However, Ohno (1988), states that the just in time production system is a means to production efficiency and not an end as it has several weaknesses. For instance, a key feature in the success of the just in time system is maintaining good relationships with suppliers in order for production not to be interrupted through supplier conflicts.

The charts below indicate the Toyota’s production and sales figures for 2010:

Vehicle production by region (%age) Vehicle Sales by region (%age)

Total Production (6,809,000 units)

Total Sales (7,237,000 units).

The charts above indicate that Toyota sold more cars in 2010 than it produced. Furthermore the company sold less cars in Japan than it produced, an indication that its globalisation strategy is working.

The Toyota Crisis:

Toyota has recently been plagued by a number of questions over the quality of its cars following several incidents with some of its models. This has led to financial penalties to the corporation as well as negative publicity to its reputation as a manufacturer of affordable and high quality reliable motor vehicles.

### REQUIRED TASK 1
Copy the entire passage on Toyota's production system and its quality crisis word for word.
The rows have no connection to the text.

### SUPPLIED MATERIAL
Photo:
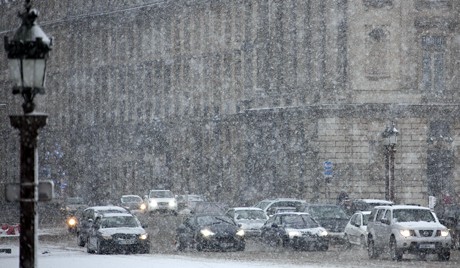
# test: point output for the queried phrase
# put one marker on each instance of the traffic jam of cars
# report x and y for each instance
(372, 224)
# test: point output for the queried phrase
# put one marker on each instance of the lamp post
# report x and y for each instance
(390, 138)
(27, 53)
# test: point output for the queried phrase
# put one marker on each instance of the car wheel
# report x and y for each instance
(371, 250)
(362, 241)
(88, 249)
(395, 253)
(145, 250)
(347, 242)
(324, 247)
(198, 246)
(99, 249)
(179, 245)
(444, 255)
(80, 241)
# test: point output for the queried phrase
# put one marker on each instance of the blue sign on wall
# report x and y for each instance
(328, 166)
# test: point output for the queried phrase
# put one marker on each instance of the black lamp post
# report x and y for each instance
(390, 136)
(27, 55)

### REQUIRED TASK 2
Repeat all of the rows that come after the Toyota passage verbatim, leaving the pictures out of your answer.

### CORRECT RESPONSE 1
However, Ohno (1988), states that the just in time production system is a means to production efficiency and not an end as it has several weaknesses. For instance, a key feature in the success of the just in time system is maintaining good relationships with suppliers in order for production not to be interrupted through supplier conflicts.

The charts below indicate the Toyota’s production and sales figures for 2010:

Vehicle production by region (%age) Vehicle Sales by region (%age)

Total Production (6,809,000 units)

Total Sales (7,237,000 units).

The charts above indicate that Toyota sold more cars in 2010 than it produced. Furthermore the company sold less cars in Japan than it produced, an indication that its globalisation strategy is working.

The Toyota Crisis:

Toyota has recently been plagued by a number of questions over the quality of its cars following several incidents with some of its models. This has led to financial penalties to the corporation as well as negative publicity to its reputation as a manufacturer of affordable and high quality reliable motor vehicles.

### CORRECT RESPONSE 2
Photo:
# test: point output for the queried phrase
# put one marker on each instance of the traffic jam of cars
# report x and y for each instance
(372, 224)
# test: point output for the queried phrase
# put one marker on each instance of the lamp post
# report x and y for each instance
(390, 138)
(27, 53)
# test: point output for the queried phrase
# put one marker on each instance of the car wheel
# report x and y for each instance
(371, 250)
(362, 241)
(88, 249)
(395, 253)
(145, 250)
(347, 242)
(324, 247)
(198, 246)
(99, 249)
(179, 245)
(444, 255)
(80, 241)
# test: point output for the queried phrase
# put one marker on each instance of the blue sign on wall
# report x and y for each instance
(328, 166)
# test: point output for the queried phrase
# put one marker on each instance of the black lamp post
# report x and y for each instance
(390, 136)
(27, 55)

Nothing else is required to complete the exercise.